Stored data

------------------------------------------------------------------------

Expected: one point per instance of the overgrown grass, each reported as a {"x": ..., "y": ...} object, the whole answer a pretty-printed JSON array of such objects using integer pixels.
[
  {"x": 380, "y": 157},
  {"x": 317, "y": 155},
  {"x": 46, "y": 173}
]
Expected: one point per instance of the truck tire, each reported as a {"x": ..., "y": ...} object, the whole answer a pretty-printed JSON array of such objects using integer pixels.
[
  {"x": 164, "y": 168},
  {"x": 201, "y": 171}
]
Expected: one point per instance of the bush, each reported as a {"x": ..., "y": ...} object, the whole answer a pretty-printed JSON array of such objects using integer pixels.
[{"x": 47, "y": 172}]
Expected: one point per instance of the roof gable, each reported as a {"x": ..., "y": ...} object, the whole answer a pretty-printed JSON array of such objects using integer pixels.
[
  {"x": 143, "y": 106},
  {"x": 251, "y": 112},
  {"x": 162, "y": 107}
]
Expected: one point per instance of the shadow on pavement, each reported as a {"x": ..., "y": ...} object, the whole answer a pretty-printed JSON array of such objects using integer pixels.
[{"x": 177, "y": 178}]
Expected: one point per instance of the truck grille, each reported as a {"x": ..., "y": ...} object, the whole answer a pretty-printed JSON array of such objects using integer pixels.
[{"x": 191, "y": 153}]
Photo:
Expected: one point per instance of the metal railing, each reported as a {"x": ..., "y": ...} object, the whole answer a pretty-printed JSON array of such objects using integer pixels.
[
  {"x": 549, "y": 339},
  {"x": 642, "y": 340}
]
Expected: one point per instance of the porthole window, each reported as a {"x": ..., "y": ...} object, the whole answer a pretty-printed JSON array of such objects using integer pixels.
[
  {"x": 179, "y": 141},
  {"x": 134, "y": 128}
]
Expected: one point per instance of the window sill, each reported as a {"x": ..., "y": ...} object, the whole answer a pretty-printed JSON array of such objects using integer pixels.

------------------------------------------------------------------------

▶ **WRITTEN REQUEST**
Copy every line of the material, please, keeping it exactly the same.

▶ **CORRECT ANSWER**
Expected: one point per instance of the overgrown grass, each reported as a {"x": ..., "y": ...} object, the whole answer a pretty-printed JSON array of such objects using integer pixels.
[
  {"x": 380, "y": 157},
  {"x": 317, "y": 155},
  {"x": 46, "y": 173}
]
Expected: one point per instance of the truck tire, each reported as a {"x": ..., "y": ...} object, the whole answer a pretty-printed JSON array of such objects using integer pixels.
[
  {"x": 164, "y": 168},
  {"x": 201, "y": 171}
]
Expected: one point per instance of the bush, each reported as a {"x": ..., "y": ...} object, the whole answer a pretty-printed JSON array of such objects using integer pixels.
[{"x": 47, "y": 172}]
Expected: one point per instance of the roof gable, each reported as a {"x": ..., "y": ...} object, the whole answer a pretty-printed JSON array of such objects using integer pixels.
[
  {"x": 143, "y": 106},
  {"x": 251, "y": 112},
  {"x": 162, "y": 107}
]
Expected: one point per instance of the shadow on pavement, each reported as a {"x": ..., "y": ...} object, the whole answer a pretty-printed JSON array of such objects using integer pixels.
[{"x": 177, "y": 178}]
Expected: one point per instance of the truck grille, each reported as a {"x": ..., "y": ...} object, the whole answer a pretty-printed JSON array of such objects using integer pixels.
[{"x": 191, "y": 153}]
Photo:
Expected: one point per instance of the metal railing, each reported as a {"x": ..., "y": ...} object, the whole answer a pretty-printed JSON array of such objects using integer pixels.
[
  {"x": 549, "y": 339},
  {"x": 642, "y": 340}
]
Expected: one point per instance of the porthole window, each reported as a {"x": ..., "y": ...} object, the whole answer a pretty-printed JSON array of such objects using integer pixels.
[
  {"x": 179, "y": 141},
  {"x": 134, "y": 128}
]
Expected: one point per instance of the window sill, each reported as a {"x": ..., "y": ...} object, the whole answer a pretty-printed JSON array of such objects using integer pixels.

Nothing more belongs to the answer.